#### Text segment:
- Born: Yasaman Ashki 1981 (age 44–45) Tehran/Iran
- Occupations: Health activist Co-Founder & CEO of RAH Foundation
- Spouse: Massih Bahar
- Website: https://www.ctrlstd.com/

= Yassi Ashki =

Iranian activist

Yasaman Ashki better known as Yassi Ashki is an Iranian health activist and the founder of RAH Foundation and Ctrl+S website.

==Life==
Ashki moved from Tehran, Iran to the United States in 2011 to attend Indiana University. After reading several pamphlets about STDs, she realized she'd never been taught about any of them. Several years later, she and her Iranian friend Narges Dorratoltaj decided to start a website about sexual health for Persian speakers. The website Ctrl-S was launched on Ctrlstd.com in 2014, and featured translations of about 800 articles about sexual health from the Mayo Clinic, Centers for Disease Control and Prevention, and Planned Parenthood. The team has expanded to over 50 people and the two founders now run a nongovernmental organization; registered in the United States as RAH Foundation and registered in Iran as Ctrl+S. They negotiated with the Ministry of Health and Medical Education in Iran, and gained permission to run workshops about sexual health in Iranian mosques and schools. They also train volunteers to educate rural communities. In 2015, they launched Hide and Seek under the RAH Foundation. It is an organization that focuses on raising awareness and education about the sexual abuse of children.

==Mah-e Asal==
Ashki was the guest of Mah-e Asal (a popular live television program in Iran) on 29 May 2018 and spoke about her life and experiences. Ashki spoke about the need for HPV vaccines in Iran and claimed she was diagnosed with HPV, an autoimmune disorder with symptoms that are sometimes similar to AIDS in that her immune system was compromised. Watching the interview, Rakhshān Banietemad announced her support for Ashki. Ashkit's contradicted comments were doubted and criticized by people and several sources as containing false or misleading information.

[Stored records]

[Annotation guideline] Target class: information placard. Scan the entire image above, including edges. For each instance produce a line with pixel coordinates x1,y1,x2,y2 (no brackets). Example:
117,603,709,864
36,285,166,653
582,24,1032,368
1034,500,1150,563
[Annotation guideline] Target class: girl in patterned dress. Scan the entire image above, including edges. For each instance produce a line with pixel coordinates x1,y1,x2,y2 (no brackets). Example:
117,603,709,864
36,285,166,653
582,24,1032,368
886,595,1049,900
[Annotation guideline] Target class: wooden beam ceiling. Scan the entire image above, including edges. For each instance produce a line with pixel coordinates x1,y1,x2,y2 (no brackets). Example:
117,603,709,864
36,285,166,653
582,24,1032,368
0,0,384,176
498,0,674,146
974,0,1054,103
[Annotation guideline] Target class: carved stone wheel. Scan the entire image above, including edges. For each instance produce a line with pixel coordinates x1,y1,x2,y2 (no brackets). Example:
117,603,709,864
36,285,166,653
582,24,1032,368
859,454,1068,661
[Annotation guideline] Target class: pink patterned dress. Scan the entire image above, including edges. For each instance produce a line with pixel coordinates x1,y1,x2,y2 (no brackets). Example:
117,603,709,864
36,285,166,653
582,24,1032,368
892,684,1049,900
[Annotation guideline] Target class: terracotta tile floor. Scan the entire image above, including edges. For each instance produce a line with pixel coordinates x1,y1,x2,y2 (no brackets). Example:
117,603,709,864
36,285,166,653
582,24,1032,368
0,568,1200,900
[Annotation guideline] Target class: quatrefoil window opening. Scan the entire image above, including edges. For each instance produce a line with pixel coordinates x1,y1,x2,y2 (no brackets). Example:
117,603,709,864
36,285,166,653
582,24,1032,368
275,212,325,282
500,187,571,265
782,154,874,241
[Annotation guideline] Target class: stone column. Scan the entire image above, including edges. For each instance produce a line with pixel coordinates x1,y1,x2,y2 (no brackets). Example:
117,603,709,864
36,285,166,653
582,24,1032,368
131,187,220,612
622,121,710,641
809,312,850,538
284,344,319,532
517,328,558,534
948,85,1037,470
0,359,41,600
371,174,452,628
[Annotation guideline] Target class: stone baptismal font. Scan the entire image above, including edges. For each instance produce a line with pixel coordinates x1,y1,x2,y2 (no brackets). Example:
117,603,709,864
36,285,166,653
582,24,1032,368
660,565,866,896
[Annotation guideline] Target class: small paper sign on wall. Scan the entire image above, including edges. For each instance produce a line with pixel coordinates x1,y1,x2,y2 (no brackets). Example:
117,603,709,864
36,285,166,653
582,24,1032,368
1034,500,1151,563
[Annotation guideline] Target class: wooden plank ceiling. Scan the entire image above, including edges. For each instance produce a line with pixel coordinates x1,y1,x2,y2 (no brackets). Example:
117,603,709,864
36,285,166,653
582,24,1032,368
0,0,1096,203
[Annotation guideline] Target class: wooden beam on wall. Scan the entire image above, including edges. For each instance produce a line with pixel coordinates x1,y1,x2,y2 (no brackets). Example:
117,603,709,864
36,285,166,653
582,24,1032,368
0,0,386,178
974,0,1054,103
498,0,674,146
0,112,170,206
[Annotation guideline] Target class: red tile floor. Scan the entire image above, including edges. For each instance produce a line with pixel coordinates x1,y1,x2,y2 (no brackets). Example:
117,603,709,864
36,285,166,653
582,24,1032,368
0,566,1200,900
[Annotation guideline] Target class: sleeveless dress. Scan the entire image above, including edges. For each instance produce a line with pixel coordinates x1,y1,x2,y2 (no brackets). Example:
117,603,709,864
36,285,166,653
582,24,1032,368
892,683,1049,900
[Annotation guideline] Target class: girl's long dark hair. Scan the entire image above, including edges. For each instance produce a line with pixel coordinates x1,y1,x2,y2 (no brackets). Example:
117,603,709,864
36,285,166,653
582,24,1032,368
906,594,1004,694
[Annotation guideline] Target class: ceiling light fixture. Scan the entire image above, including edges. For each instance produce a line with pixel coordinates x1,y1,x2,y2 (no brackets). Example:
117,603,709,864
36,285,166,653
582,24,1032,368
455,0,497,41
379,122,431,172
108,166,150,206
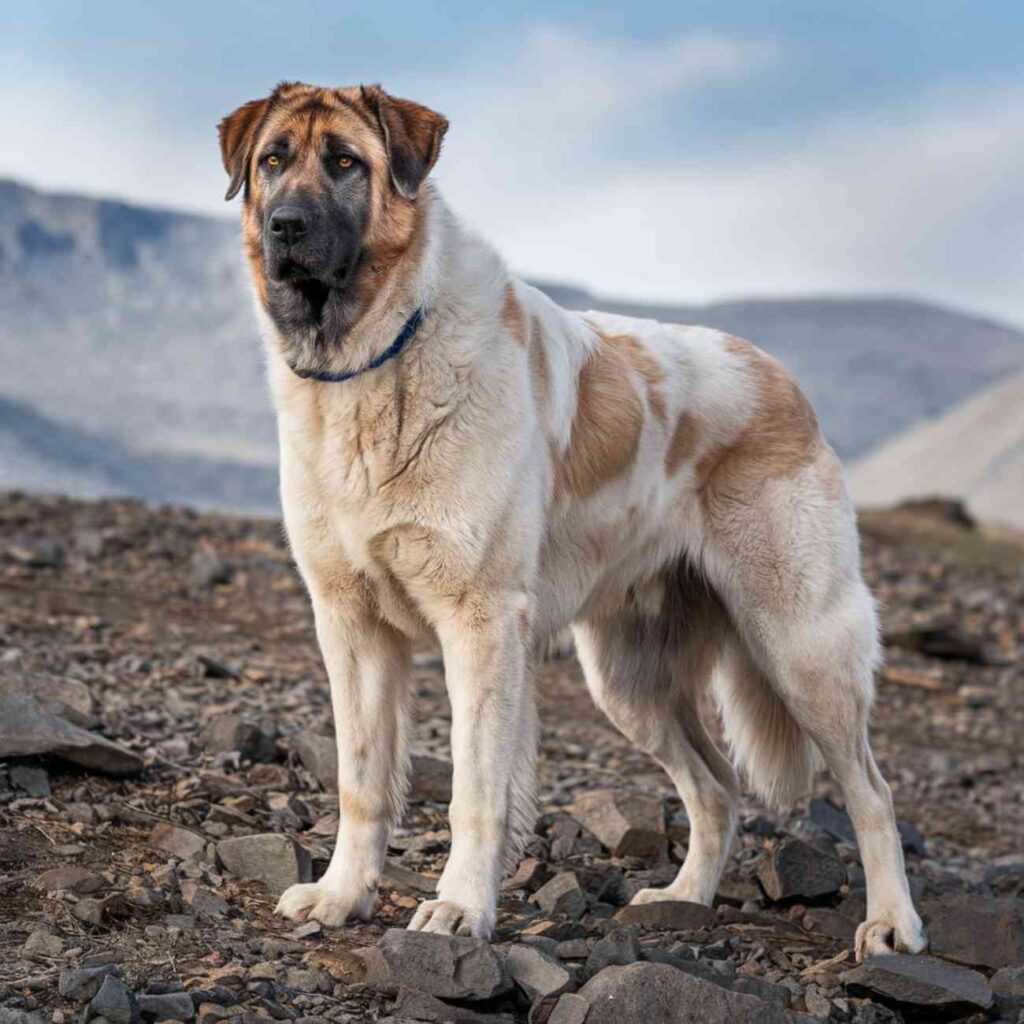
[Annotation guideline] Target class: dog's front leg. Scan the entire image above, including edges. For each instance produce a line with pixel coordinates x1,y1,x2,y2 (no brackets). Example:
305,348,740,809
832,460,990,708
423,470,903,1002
278,594,411,927
409,595,534,938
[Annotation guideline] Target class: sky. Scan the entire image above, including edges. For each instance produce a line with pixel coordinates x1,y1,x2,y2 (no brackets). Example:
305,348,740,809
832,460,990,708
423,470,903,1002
6,0,1024,327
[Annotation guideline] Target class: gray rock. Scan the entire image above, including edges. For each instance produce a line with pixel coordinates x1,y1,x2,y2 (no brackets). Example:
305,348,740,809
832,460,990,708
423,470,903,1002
150,821,206,860
615,900,718,932
807,797,857,846
0,693,143,775
584,928,640,978
293,729,338,793
217,833,312,893
6,537,68,569
10,765,50,800
580,963,791,1024
840,955,992,1013
359,928,510,1000
989,966,1024,1017
137,992,196,1021
529,871,587,921
0,1007,52,1024
285,967,334,992
896,818,927,857
505,944,572,1002
548,992,590,1024
57,964,121,1002
409,754,452,804
86,974,139,1024
758,839,846,900
33,864,106,896
921,896,1024,969
199,715,278,761
189,551,234,590
729,975,793,1008
22,925,63,959
502,857,551,895
568,790,668,858
391,988,513,1024
0,668,99,729
181,879,228,918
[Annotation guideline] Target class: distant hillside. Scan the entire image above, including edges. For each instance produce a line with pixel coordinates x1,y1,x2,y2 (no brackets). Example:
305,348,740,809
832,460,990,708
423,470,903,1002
6,181,1024,509
850,374,1024,528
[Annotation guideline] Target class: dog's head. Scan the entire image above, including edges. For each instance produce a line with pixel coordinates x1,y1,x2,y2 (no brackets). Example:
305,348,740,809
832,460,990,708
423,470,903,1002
218,83,447,369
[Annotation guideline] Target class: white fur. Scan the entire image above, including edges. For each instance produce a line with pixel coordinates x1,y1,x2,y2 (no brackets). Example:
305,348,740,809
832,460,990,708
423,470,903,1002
266,187,925,954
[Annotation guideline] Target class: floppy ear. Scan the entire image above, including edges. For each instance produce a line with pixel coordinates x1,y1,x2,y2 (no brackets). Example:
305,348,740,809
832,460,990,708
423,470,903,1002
360,85,447,199
217,97,270,200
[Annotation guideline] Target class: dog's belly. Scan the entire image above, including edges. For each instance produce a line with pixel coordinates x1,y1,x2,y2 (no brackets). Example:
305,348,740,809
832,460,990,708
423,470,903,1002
535,483,700,635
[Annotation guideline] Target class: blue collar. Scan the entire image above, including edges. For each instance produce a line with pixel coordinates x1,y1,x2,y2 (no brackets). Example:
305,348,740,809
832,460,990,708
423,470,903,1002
293,306,423,384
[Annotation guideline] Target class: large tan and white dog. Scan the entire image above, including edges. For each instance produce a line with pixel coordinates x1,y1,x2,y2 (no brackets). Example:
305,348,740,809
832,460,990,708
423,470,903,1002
220,84,926,956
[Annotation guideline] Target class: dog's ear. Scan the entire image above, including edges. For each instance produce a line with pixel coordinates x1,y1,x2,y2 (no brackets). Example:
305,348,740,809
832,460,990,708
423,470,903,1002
217,96,270,200
360,85,447,199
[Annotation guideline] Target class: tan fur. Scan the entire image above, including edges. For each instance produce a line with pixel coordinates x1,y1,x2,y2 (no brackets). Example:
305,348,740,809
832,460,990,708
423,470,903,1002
529,316,551,409
221,84,925,957
665,412,699,476
556,339,644,498
502,283,529,348
601,334,669,423
697,338,821,522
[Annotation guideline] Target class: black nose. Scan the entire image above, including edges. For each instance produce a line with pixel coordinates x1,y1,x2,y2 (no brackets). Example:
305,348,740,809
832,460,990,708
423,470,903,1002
270,206,309,245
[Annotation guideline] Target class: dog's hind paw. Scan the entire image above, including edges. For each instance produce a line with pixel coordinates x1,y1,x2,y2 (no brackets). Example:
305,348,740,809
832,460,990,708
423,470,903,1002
409,899,496,939
274,882,375,928
854,914,928,963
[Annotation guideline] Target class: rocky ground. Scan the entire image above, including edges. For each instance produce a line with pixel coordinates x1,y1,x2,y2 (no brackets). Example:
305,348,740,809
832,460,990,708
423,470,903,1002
0,494,1024,1024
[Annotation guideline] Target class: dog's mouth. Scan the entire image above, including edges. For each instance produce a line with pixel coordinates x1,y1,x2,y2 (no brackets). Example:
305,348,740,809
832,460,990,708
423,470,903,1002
275,259,350,325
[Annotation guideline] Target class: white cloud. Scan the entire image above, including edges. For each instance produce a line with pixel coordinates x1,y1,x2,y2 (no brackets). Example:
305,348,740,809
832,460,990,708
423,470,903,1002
0,27,1024,323
423,34,1024,322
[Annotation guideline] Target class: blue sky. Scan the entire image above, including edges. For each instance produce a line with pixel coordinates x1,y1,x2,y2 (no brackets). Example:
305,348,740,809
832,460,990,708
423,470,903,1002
6,0,1024,325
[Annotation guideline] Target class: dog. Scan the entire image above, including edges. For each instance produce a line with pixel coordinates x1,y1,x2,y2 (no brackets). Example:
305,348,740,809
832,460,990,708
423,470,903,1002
219,83,927,958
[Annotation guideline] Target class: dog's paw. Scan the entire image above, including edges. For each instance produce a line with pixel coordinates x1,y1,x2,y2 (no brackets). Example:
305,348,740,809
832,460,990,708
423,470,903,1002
854,914,928,963
274,882,375,928
409,899,497,939
630,888,711,906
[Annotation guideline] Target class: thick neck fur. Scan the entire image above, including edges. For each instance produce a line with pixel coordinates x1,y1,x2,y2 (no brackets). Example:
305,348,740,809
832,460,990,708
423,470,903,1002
264,186,520,493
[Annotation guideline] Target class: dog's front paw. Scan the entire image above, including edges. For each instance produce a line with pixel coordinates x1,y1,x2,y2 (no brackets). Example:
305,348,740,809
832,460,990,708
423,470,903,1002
630,886,712,906
409,899,497,939
274,882,376,928
854,914,928,963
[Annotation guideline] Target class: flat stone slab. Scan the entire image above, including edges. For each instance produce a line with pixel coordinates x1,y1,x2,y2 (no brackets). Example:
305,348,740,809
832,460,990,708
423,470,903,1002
359,928,510,1000
217,833,312,893
921,896,1024,970
579,963,793,1024
840,954,992,1011
615,899,718,932
0,693,144,775
758,839,846,900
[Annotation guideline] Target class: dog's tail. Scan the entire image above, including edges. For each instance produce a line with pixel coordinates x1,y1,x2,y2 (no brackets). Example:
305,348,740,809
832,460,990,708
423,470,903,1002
712,643,821,808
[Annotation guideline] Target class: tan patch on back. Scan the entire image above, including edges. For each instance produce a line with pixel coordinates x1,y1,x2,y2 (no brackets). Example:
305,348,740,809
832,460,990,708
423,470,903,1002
502,282,528,348
555,339,644,498
338,790,386,825
529,316,551,408
595,328,669,423
697,338,821,510
665,413,699,476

#### Tasks to carry out:
1. Restate the article on Yassi Ashki word for word, taking everything from "- Born: Yasaman" down to "and Ctrl+S website.".
2. Sum up the article on Yassi Ashki in two sentences.
These lines aren't needed for anything here.

#### Answer set:
1.
- Born: Yasaman Ashki 1981 (age 44–45) Tehran/Iran
- Occupations: Health activist Co-Founder & CEO of RAH Foundation
- Spouse: Massih Bahar
- Website: https://www.ctrlstd.com/

= Yassi Ashki =

Iranian activist

Yasaman Ashki better known as Yassi Ashki is an Iranian health activist and the founder of RAH Foundation and Ctrl+S website.

2. Yassi Ashki is an Iranian health activist who moved from Tehran to the United States in 2011 to attend Indiana University and who, with her friend Narges Dorratoltaj, started the Ctrl-S website in 2014 to offer Persian speakers translations of about 800 sexual health articles. The two founders now run a nongovernmental organization registered as RAH Foundation in the United States and as Ctrl+S in Iran, which runs sexual health workshops in Iranian mosques and schools and in 2015 launched Hide and Seek to raise awareness about the sexual abuse of children.